Location labeling records
══════════

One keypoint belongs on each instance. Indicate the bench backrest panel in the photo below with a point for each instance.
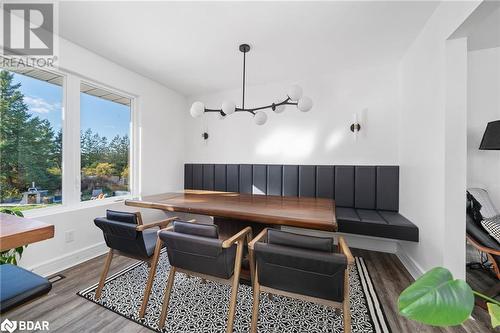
(354, 186)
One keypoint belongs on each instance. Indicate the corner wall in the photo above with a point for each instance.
(424, 143)
(483, 106)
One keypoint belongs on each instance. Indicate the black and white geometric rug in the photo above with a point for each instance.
(202, 307)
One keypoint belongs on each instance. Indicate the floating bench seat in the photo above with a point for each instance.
(376, 223)
(18, 286)
(366, 197)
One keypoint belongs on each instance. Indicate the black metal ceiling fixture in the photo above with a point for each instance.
(294, 97)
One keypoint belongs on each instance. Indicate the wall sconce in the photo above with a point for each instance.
(355, 126)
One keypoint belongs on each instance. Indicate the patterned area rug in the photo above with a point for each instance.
(202, 307)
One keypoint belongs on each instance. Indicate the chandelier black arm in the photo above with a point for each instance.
(252, 111)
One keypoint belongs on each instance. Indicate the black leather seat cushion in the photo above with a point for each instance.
(305, 272)
(277, 237)
(18, 286)
(378, 223)
(199, 254)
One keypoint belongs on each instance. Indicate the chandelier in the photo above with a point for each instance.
(294, 97)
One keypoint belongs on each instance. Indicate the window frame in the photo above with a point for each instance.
(131, 147)
(71, 161)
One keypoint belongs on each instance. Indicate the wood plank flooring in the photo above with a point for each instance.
(67, 312)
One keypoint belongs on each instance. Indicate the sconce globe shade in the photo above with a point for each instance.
(295, 92)
(260, 117)
(228, 107)
(279, 108)
(304, 104)
(197, 109)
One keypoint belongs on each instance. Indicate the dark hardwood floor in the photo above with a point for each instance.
(67, 312)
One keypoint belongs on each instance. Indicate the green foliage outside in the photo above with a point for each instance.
(437, 299)
(11, 256)
(28, 145)
(31, 151)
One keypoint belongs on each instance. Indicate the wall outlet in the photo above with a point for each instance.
(70, 236)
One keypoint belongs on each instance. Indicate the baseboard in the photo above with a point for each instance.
(68, 260)
(410, 264)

══════════

§ Objective
Make an exact copy of the records above, with the pictures left out.

§ Completed task
One keypoint belongs on each instance. Indicate the bench backrest panel in the photo below with a point for each instance.
(354, 186)
One keypoint belongs on each instance. Indicate the corner wall in the photo above with a point for each instance.
(424, 143)
(483, 106)
One keypoint belongs on each instance. Indicate the black and white geometric rug in the photo above with a point for each instance.
(202, 307)
One keypoint belongs on each instance. Indicate the floating bench seat in the photo above with a point for each instance.
(376, 223)
(18, 286)
(366, 197)
One keypoint belongs on each instance. Indicate the black metal ceiling fixture in the photo above with a point for each instance.
(294, 97)
One keypoint belongs on each instance. Indicate the wall sconce in the photo above with a point for each instance.
(355, 126)
One keypoint belongs on each instance. Indicate the patterned area rug in the photo above with a point for each instance.
(202, 307)
One keypoint belongs on each instance. Indicate the chandelier black arm in the photo above with a point for each instance.
(252, 111)
One keypoint belongs on each instance. Indicate the black leather seat cushion in the photo above with a point for each instance.
(305, 272)
(277, 237)
(18, 286)
(378, 223)
(199, 254)
One keypoint belongs on each instance. Indicate the chandelier in the photo above with a point for each instance.
(294, 97)
One keypoint belongs on each instance. Indicate the window frame in the photo above with a point for each instance.
(131, 147)
(71, 161)
One keypoint belongs on each instance. Indicate the wood plank flooring in the photo above with a point for each instance.
(67, 312)
One keypoint belongs on each instance. Indicate the sconce globe shade in the photo above with a point for each instance.
(295, 92)
(260, 117)
(228, 107)
(279, 108)
(304, 104)
(197, 109)
One keypoint belongs on each instance. Indicate the dark hardwood floor in the photo above with a point for each instance.
(67, 312)
One keypoint belongs on each instance. Indicate the green foliage outside in the photo above with a point for each instance.
(437, 299)
(11, 256)
(28, 145)
(31, 151)
One keypoint belongs on each instance. Indicate the wall outlet in the photo above with a point for each instance.
(70, 236)
One keypoint belongs on each instance. Indicate the baseboard in the photo above with a point for each instance.
(68, 260)
(410, 264)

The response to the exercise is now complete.